— start of Document segment —
Elements of an Actionable Strategic Plan

In my recent blog post in the optics and photonics magazine OptoIQ, I cover a business strategy process and how to write a business plan your team can execute. The following are examples for a small precision manufacturing company.

 

Elements of a Simple Business Plan

Business Strategy Process

Too many businesses operate without a business plan, leading to opportunistic growth, high risk from out-of-balance revenue (too much revenue from any one customer or industry), and wasted resources. The simplicity and speed of the one-page business plan may help. Here are definitions and guidance for each element of the one page business plan:

Vision: What your business looks and feels like in 3-5 years.

Position: Your "sweet spot" — who you serve, what you offer them, and why you're different.

Mission: Why you exist, with a focus on the benefit to the customer.

Objectives: Specific, measurable, actionable, timed goals. (Max 6-8)

Strategies: How you'll achieve those objectives. (4-6 statements that set direction and methodology for building and managing business growth.)

Plans: Actions necessary to implement those strategies

 

Business Strategy Process in Action

Here's some examples for a precision manufacturing company:

Vision: COMPANY will be the global leader in glass optics manufacturing, helping enable disruptive and life-changing new technologies. Our people will be known as forward-thinking innovators internationally. The company will continue to be a family run, successfully handing the reigns to the next generation, with new ideas and honoring our heritage of technology innovation and collaboration.

Mission: COMPANY serves its customers as a key partner in enabling new technologies. It serves its employees and community as a growing, family-focused employer.
— end of Document segment —
— start of Data section —
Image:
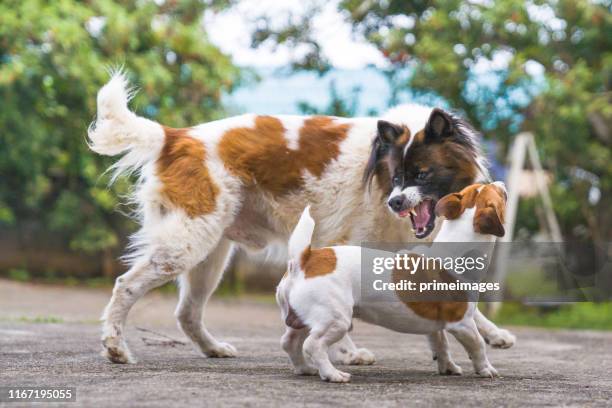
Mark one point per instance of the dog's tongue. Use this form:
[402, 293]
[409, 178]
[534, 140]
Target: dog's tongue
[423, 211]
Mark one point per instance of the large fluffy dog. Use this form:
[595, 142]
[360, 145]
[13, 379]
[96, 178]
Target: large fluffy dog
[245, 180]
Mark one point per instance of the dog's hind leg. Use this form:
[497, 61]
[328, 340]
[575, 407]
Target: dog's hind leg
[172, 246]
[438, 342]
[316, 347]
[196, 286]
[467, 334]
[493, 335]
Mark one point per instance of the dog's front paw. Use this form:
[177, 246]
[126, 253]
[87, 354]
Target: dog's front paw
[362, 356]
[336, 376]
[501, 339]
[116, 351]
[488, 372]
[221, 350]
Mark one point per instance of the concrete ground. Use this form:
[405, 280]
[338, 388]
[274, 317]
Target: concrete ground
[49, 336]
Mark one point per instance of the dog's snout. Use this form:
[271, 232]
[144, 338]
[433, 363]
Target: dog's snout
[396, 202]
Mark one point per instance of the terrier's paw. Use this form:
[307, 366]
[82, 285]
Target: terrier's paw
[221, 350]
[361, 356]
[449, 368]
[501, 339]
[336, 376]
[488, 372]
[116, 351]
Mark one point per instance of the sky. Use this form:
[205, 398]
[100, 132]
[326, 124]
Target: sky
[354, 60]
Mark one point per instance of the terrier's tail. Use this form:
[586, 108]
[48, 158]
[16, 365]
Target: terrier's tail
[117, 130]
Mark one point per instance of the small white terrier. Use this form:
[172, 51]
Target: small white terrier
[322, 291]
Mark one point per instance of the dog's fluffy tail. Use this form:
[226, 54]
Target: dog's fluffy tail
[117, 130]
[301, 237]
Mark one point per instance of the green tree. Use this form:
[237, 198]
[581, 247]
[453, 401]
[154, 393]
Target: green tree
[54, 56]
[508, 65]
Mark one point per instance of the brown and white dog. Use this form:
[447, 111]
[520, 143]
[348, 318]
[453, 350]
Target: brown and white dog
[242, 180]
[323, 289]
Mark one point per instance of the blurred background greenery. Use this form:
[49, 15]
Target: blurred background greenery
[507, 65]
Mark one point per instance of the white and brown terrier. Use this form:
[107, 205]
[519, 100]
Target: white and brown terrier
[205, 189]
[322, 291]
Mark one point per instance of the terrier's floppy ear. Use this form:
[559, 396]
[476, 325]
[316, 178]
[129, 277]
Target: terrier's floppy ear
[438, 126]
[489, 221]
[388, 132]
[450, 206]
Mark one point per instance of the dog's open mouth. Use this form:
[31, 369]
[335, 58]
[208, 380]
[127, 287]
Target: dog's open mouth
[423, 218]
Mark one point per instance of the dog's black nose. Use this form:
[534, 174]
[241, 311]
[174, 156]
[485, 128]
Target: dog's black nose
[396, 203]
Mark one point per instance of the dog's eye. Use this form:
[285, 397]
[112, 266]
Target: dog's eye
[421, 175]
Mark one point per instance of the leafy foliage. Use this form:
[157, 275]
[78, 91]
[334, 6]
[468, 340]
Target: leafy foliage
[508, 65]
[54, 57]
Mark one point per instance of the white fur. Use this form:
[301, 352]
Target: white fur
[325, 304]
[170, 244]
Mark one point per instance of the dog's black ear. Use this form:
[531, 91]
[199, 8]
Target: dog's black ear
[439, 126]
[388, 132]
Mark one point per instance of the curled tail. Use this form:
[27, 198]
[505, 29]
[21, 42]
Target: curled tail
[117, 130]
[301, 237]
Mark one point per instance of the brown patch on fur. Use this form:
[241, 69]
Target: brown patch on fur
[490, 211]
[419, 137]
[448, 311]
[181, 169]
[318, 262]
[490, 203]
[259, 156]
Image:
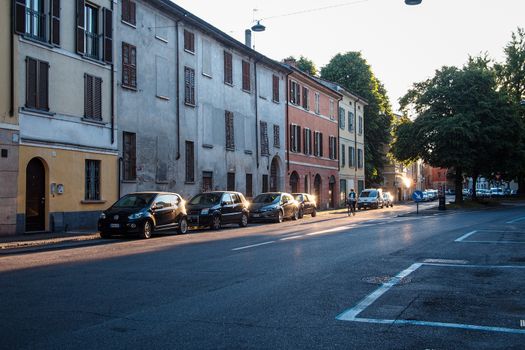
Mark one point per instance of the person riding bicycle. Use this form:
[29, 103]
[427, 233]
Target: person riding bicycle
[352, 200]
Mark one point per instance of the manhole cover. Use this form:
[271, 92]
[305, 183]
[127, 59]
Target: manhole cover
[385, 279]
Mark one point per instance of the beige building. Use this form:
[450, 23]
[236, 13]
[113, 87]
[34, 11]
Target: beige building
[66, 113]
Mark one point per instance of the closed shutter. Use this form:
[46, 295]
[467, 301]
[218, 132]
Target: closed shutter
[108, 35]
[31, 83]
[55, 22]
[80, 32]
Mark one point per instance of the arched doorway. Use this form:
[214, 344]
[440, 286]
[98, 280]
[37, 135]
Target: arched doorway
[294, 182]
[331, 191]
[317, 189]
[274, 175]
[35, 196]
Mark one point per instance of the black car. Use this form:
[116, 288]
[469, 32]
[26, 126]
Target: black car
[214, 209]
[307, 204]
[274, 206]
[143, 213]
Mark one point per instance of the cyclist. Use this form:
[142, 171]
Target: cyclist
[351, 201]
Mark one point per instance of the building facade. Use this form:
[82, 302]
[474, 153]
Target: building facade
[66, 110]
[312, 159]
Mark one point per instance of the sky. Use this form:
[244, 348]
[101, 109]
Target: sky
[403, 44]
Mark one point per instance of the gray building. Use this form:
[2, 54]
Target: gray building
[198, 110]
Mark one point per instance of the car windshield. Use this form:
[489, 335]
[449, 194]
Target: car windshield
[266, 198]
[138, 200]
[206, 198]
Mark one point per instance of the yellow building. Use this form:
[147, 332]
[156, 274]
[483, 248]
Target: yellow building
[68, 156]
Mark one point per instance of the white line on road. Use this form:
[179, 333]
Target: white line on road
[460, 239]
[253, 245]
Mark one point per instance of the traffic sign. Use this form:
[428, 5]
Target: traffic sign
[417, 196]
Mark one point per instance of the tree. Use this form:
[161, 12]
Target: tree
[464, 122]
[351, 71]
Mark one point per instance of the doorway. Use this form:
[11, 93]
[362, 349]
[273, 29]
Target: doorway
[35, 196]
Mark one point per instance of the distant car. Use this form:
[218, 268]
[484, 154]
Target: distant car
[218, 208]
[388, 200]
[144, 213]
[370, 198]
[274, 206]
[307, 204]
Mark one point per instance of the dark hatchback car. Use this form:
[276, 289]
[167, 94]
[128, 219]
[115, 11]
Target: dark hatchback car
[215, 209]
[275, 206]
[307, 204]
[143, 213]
— end of Data section —
— start of Data section —
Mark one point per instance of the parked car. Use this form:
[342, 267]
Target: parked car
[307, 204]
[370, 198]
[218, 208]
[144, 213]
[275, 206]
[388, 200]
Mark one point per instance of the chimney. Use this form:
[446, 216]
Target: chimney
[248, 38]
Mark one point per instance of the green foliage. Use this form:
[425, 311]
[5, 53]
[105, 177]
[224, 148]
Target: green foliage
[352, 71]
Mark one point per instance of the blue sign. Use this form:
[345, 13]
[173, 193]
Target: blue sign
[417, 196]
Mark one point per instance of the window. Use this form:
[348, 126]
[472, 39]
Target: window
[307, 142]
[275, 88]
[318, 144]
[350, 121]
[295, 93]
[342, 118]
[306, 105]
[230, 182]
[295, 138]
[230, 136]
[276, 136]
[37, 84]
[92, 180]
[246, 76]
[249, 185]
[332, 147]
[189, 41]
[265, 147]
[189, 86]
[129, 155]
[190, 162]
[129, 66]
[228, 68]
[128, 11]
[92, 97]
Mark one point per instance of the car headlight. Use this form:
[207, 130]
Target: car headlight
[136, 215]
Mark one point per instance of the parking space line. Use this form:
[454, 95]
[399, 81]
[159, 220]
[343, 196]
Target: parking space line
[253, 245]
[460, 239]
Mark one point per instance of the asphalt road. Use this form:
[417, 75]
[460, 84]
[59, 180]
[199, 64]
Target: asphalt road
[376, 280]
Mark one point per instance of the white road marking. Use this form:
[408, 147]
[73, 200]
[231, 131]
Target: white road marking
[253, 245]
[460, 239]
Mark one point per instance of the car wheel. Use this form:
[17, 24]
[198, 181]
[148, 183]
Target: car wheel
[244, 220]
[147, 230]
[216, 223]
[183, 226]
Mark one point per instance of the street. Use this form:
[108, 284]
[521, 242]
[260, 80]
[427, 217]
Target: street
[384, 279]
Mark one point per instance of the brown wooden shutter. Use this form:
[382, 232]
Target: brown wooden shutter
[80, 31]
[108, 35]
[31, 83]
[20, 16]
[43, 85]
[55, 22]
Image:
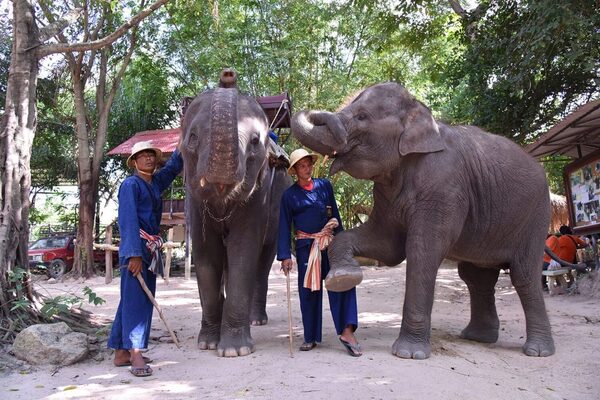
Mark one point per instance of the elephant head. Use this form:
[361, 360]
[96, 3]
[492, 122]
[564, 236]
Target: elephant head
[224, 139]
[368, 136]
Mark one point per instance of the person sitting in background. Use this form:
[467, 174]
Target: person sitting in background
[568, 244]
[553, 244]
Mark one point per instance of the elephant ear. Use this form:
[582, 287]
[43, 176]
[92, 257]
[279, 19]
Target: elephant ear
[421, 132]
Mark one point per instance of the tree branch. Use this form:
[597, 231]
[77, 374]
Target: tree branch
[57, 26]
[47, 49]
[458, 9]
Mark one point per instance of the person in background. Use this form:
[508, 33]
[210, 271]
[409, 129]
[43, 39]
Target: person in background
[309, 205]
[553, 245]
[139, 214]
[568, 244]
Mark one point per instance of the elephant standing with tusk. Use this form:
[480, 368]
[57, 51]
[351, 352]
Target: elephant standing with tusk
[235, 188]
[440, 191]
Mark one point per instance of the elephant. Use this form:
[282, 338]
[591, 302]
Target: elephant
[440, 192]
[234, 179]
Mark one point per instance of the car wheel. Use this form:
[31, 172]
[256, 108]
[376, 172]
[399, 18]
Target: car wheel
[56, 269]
— end of Data section —
__Exercise instructions__
#1 Using the strategic plan text, decide whether each statement agrees with it. Answer yes or no and quote the deciding words. (a) The one-page plan allows at most 6-8 objectives. (b) The vision describes the business one to two years out. (c) The example company intends to remain family run.
#2 According to the strategic plan text, what does the Position element cover?
#3 Pick up the strategic plan text after its last sentence and write the next part.
The two blocks of lines above play no part here.

__Answers to the problems__
#1
(a) Yes: "Objectives: Specific, measurable, actionable, timed goals. (Max 6-8)"
(b) No: "Vision: What your business looks and feels like in 3-5 years."
(c) Yes: "The company will continue to be a family run"

#2 Your "sweet spot": who you serve, what you offer them, and why you're different.

#3
Positioning: To program managers of life sciences and entertainment companies, COMPANY is the leading provider of flat optics who helps its customers create innovative technologies because of its unique development partnerships and high tech engineering services.

Objectives:

  • Increase sales from $xxM to $xxM by end of 2013 fiscal year
  • Improve profitability to xx% EBITA by end of 2013 fiscal year
  • Position for more sophisticated solutions, improving average per-unit cost to $xx and average per customer spend to $xxxxx
  • Replace at-risk Defense revenue (est. 10% drop) with increase in Life Sciences revenue by end of year
  • Create succession plan and communicate continuity to customers.

Strategies:

  • Launch European dealer channel
  • Increase Life Sciences sales by increasing thought leadership and the use of digital marketing channels
  • Improve metrology and quality assurance department with capital equipment and key new hires to increase tolerances and systems capability
  • Explore and potentially pursue emerging standards for Life Sciences customers
  • Create cross-training development plan for key high-potential managers.

Strategies should be set in a way that your key managers can break into actions for their teams. They are not gospel — write in a way that you can assess, test, and decide if you should move forward or replace as the year progresses and you learn more.

These are just examples or thought starters. What are you looking to achieve? Want to discuss? Contact us.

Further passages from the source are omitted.